### WHAT NEEDS TO BE DONE
In the entries below, which lines run from the one containing "like [724, 784]." to the one containing "like [603, 1252]."? Copy exactly those lines, ends included, and no others.

### INFORMATION SHOWN
━━━━

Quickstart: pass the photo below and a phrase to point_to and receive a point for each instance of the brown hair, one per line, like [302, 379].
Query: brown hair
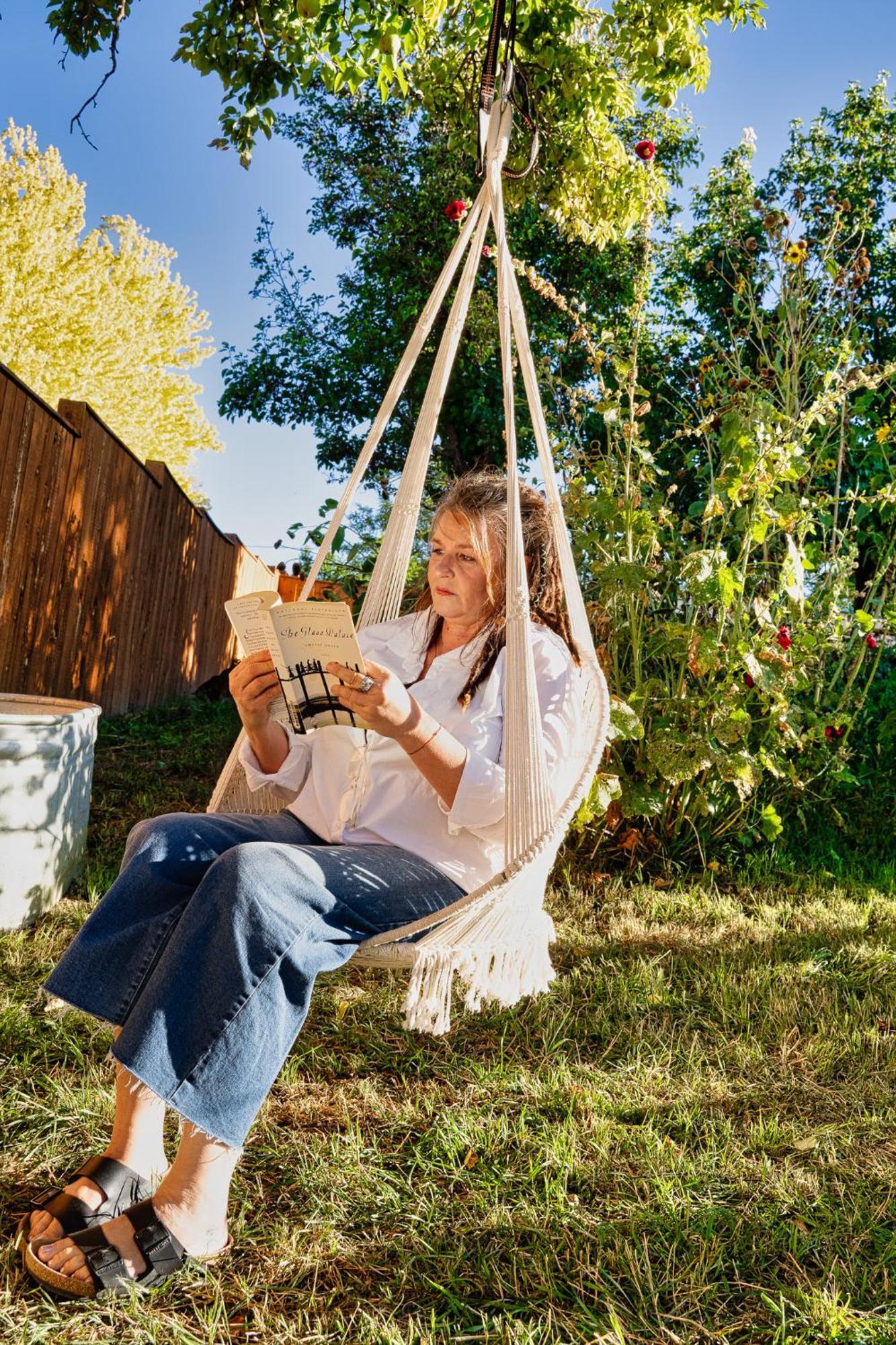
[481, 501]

━━━━

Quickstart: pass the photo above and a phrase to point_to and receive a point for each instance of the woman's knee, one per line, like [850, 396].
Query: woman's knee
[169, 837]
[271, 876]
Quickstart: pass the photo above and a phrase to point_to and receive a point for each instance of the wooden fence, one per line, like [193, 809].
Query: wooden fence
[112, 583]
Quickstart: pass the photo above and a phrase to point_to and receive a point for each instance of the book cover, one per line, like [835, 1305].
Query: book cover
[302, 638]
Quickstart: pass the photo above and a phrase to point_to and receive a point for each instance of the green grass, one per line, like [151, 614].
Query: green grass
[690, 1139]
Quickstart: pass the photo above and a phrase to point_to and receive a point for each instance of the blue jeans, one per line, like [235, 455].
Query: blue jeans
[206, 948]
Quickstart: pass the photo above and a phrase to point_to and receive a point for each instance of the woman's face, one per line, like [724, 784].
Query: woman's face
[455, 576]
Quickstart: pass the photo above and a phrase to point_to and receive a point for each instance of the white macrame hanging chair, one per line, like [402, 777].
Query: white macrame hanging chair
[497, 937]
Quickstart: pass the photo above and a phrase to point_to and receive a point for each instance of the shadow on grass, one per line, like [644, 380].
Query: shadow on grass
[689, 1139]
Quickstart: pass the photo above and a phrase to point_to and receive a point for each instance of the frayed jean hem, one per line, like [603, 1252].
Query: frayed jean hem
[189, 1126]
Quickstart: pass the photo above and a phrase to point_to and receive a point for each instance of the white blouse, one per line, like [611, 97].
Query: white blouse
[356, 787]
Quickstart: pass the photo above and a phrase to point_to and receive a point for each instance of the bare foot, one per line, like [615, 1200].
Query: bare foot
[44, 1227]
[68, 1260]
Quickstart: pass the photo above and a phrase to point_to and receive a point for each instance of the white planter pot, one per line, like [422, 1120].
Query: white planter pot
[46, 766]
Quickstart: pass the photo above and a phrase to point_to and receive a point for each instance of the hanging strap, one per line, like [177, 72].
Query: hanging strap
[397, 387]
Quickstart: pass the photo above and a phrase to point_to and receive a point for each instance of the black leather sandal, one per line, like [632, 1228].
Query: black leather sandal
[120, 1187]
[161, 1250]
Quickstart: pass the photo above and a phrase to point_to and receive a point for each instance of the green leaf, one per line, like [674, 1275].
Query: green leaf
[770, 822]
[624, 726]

━━━━

### RESPONSE
Quickstart: pass the photo above and a phrase to point_to and receive a point for each instance of the woman's face, one per line, like [724, 784].
Query: woman's face
[455, 576]
Quickstart: pass the photo above and a phrase to point_to and receive a point for each instance of the white macrame hanging chair, one per line, like [402, 777].
Query: white macrame hanging chair
[497, 937]
Quickstart: pass the photo above and a phrase to point_to and receive a point for each instance of the shadow on grass, one per line, like [644, 380].
Query: shadow on grass
[689, 1139]
Quickstart: pass the photo above and a phrase to point_to and receive a point for each instance of the frayed jean hem, one per line, like [603, 1252].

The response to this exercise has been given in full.